Task instructions =>
Go through the entries below, tally each line that has the word "rear", and give only the total.

Natural language region descriptions:

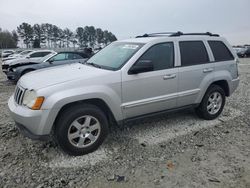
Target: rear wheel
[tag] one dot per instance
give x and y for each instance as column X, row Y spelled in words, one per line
column 212, row 103
column 81, row 129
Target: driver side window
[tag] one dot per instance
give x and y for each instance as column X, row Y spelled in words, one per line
column 161, row 55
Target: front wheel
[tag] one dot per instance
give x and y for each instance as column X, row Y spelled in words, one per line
column 81, row 129
column 212, row 103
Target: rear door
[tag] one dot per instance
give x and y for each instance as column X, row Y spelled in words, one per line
column 195, row 68
column 223, row 58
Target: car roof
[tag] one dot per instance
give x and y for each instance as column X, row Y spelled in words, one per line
column 157, row 37
column 164, row 38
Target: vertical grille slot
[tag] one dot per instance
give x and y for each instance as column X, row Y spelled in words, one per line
column 18, row 96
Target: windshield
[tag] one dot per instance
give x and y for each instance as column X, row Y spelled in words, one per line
column 114, row 56
column 42, row 59
column 25, row 52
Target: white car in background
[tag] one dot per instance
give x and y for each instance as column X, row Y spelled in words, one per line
column 17, row 55
column 35, row 55
column 6, row 53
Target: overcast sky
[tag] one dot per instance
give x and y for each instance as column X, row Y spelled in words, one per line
column 127, row 18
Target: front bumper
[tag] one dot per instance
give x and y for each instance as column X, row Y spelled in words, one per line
column 31, row 123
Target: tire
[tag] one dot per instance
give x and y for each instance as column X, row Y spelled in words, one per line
column 81, row 129
column 211, row 106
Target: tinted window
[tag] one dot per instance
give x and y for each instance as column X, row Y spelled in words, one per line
column 72, row 56
column 193, row 53
column 161, row 55
column 39, row 54
column 220, row 51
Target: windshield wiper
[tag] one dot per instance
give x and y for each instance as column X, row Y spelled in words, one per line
column 93, row 64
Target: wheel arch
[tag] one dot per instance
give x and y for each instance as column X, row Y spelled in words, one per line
column 95, row 101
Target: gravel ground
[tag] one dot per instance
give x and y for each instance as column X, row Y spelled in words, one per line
column 173, row 150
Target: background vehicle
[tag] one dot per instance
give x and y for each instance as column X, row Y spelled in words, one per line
column 15, row 71
column 6, row 53
column 247, row 52
column 32, row 56
column 17, row 55
column 127, row 80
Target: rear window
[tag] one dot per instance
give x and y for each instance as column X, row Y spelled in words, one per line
column 220, row 51
column 193, row 53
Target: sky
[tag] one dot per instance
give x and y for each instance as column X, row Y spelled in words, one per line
column 129, row 18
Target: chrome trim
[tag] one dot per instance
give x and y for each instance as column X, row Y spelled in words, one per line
column 159, row 99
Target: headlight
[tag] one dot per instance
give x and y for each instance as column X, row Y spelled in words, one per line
column 31, row 100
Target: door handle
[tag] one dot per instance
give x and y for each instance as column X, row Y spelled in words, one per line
column 208, row 70
column 169, row 76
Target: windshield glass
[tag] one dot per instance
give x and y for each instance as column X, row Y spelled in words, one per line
column 114, row 56
column 25, row 52
column 47, row 57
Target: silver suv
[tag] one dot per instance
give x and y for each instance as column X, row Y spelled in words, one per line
column 133, row 78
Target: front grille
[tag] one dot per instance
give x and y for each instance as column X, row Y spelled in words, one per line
column 18, row 95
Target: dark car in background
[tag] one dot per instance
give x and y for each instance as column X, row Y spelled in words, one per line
column 15, row 71
column 6, row 53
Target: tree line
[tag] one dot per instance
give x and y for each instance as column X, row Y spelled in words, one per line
column 8, row 39
column 52, row 36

Output below =>
3